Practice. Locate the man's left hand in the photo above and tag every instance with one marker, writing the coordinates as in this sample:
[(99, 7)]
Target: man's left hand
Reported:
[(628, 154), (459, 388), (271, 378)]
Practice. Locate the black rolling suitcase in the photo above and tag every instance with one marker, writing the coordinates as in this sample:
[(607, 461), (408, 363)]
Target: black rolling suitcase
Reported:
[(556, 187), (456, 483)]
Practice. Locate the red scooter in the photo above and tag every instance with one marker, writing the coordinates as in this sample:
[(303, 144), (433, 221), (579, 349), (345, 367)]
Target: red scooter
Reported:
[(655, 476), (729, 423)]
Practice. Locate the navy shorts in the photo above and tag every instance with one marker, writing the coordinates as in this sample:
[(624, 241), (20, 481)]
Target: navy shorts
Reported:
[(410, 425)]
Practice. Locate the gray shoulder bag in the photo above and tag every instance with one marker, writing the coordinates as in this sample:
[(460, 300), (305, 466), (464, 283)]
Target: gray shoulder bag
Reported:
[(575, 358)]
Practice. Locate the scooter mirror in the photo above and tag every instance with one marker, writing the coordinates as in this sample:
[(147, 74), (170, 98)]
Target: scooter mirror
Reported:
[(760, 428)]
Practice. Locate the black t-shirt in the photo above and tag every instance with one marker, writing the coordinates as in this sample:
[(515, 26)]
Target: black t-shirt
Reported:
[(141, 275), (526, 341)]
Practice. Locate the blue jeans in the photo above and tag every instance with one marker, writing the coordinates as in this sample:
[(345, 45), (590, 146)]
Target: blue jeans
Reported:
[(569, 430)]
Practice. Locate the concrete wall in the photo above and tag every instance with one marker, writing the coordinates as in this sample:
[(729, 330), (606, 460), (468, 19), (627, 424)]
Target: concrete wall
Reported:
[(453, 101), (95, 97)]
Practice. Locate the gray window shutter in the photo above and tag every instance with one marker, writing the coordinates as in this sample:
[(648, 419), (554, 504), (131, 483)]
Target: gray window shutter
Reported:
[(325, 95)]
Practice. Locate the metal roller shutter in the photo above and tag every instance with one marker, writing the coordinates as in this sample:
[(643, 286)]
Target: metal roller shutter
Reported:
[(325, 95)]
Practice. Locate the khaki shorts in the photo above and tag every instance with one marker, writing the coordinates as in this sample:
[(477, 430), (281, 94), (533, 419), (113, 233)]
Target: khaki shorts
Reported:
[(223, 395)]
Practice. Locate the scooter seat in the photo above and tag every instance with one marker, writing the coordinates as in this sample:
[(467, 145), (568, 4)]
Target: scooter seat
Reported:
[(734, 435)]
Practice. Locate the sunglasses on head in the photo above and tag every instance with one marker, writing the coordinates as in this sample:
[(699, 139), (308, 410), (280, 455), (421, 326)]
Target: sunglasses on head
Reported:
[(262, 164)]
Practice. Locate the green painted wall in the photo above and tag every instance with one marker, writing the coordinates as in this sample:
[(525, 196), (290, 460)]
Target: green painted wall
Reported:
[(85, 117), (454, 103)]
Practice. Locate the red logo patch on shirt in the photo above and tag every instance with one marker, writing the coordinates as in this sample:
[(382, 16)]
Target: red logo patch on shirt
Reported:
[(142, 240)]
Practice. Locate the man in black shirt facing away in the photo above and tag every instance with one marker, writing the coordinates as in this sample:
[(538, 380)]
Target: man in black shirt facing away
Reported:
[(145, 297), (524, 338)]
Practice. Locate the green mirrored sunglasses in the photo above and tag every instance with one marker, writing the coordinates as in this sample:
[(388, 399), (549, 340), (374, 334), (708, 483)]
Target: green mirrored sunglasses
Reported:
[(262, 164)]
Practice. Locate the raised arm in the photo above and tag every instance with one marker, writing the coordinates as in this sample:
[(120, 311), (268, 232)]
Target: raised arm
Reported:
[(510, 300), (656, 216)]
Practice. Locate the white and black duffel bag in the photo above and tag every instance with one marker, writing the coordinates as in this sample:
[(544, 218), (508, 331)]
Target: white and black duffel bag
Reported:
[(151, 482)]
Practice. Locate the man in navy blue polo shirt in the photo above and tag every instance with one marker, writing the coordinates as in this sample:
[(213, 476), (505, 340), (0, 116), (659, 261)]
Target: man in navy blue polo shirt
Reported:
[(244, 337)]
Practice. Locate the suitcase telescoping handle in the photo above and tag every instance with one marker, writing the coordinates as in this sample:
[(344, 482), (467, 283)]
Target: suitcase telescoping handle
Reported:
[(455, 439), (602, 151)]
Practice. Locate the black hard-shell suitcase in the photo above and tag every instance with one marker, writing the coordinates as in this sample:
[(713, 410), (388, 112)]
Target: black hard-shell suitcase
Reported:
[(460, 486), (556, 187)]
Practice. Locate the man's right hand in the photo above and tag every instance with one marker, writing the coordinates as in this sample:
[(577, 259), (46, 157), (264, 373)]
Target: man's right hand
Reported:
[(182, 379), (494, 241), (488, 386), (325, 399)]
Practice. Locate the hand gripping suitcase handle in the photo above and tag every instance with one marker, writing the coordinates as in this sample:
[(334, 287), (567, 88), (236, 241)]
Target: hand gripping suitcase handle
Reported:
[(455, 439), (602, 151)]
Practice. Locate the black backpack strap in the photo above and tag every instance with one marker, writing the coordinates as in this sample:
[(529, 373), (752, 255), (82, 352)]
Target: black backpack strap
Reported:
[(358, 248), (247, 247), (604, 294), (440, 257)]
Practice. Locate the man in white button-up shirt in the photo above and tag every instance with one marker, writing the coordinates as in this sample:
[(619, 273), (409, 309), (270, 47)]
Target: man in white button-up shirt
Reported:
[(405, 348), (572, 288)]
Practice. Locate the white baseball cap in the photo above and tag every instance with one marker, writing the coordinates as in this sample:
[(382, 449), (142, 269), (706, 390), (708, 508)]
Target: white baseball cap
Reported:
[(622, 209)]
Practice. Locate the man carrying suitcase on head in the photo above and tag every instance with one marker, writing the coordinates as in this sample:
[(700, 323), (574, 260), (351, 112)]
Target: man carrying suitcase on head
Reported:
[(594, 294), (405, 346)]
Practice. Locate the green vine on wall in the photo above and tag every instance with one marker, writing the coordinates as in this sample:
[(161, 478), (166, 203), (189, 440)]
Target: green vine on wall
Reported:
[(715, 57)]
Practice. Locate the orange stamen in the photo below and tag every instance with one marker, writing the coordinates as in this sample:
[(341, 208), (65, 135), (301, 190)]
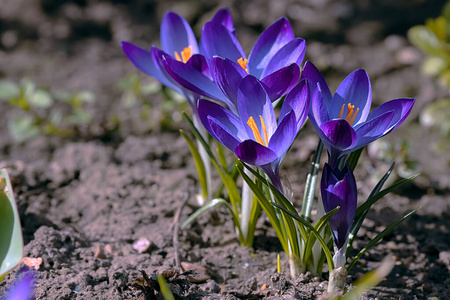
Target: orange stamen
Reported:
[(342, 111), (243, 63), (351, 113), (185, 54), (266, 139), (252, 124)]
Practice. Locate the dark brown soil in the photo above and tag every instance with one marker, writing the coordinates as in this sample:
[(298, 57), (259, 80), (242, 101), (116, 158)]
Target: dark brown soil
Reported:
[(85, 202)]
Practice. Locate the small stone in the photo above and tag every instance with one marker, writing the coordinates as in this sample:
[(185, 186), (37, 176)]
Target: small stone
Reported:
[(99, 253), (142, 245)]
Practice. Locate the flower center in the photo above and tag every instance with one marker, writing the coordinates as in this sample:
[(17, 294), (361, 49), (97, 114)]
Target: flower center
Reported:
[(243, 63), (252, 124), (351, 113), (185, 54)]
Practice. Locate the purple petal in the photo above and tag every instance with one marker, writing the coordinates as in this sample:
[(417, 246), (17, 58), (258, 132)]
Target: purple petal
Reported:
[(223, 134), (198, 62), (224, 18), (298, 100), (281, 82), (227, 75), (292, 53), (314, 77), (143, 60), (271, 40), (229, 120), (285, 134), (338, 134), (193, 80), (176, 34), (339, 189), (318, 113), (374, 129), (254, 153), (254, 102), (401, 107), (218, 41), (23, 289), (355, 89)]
----
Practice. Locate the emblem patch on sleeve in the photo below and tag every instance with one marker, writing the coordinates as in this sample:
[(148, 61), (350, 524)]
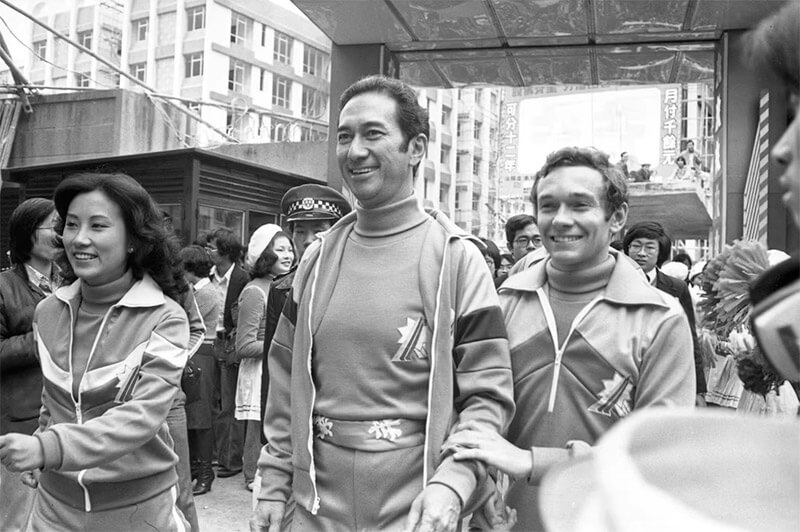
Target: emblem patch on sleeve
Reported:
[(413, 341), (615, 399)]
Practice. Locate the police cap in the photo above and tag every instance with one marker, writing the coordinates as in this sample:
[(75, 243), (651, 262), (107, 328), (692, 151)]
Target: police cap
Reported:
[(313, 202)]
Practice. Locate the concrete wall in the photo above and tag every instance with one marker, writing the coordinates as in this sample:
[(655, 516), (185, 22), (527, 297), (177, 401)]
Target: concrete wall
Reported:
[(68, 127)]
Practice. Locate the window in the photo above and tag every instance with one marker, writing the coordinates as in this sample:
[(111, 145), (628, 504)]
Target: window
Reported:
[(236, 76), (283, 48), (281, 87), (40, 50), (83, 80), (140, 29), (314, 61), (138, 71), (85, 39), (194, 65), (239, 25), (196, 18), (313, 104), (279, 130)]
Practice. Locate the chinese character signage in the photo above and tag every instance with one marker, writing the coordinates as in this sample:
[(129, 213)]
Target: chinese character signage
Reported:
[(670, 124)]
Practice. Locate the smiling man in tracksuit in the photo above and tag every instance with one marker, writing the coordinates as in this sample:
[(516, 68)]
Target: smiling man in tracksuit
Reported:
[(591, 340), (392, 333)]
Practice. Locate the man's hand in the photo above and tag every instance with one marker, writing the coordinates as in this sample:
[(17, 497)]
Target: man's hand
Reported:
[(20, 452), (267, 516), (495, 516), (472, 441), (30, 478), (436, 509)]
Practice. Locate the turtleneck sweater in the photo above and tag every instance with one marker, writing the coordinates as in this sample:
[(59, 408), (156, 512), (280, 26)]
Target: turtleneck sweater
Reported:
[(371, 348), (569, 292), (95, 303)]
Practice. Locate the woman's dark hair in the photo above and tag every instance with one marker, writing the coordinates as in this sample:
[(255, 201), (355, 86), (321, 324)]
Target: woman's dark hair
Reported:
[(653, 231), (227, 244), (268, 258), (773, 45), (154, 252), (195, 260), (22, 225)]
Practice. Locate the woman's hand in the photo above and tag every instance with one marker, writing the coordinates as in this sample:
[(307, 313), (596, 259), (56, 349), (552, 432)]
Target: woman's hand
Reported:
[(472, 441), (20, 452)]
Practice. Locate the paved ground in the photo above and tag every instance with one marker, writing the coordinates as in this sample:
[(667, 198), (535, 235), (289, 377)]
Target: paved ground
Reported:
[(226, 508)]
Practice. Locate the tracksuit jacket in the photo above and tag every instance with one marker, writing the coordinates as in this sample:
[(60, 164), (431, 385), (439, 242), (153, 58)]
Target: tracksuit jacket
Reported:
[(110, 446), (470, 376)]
----
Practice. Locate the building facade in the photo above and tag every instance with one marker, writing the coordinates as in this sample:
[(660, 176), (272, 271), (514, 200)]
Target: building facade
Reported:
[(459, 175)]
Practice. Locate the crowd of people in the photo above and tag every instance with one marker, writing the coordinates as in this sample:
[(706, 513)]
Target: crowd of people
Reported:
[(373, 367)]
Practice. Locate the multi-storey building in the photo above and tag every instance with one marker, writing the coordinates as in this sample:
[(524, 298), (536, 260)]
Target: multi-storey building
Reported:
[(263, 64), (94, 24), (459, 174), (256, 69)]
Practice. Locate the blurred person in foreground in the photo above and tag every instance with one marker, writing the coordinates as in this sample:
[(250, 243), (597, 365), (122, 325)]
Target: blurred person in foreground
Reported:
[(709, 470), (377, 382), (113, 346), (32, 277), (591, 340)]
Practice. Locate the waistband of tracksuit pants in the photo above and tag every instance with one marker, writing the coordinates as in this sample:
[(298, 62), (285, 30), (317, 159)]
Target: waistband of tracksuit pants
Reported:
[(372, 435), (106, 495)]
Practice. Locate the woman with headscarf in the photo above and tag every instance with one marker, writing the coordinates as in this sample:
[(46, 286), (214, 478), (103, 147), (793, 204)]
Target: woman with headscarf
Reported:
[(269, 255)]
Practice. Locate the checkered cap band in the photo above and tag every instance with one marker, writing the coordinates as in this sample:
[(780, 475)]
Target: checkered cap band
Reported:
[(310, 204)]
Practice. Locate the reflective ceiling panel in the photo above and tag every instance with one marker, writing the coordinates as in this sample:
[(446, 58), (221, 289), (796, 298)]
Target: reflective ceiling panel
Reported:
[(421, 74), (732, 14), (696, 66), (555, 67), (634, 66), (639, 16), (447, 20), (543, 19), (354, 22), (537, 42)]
----
» **EXERCISE TASK**
Copy the data from the line containing "Practice. Locate the man's left" down to the line containing "[(410, 425)]", both ends included, with "Target" replaced by "Object" and everything else unchanged.

» **FINAL RESULT**
Practice. Locate the man's left hand in the photo above and tag every instance with one marker, writing the coordinates as in this sample:
[(99, 7)]
Object: man's left hand
Reported:
[(628, 154), (459, 388), (271, 378)]
Practice. Locate the black rolling suitcase in the photo above and tag every instance with one marker, writing the coordinates as in this sample:
[(607, 461), (408, 363)]
Object: black rolling suitcase
Reported:
[(556, 187), (456, 483)]
Practice. Locate the red scooter in the photo above and tag every instance with one marker, writing the coordinates as in this sample:
[(303, 144), (433, 221), (579, 349), (345, 367)]
Object: red scooter
Reported:
[(655, 476), (729, 423)]
Practice. Locate the navy shorts in the photo above and tag every instance with one marker, writing the coordinates as in this sample:
[(624, 241), (20, 481)]
Object: navy shorts
Reported:
[(410, 425)]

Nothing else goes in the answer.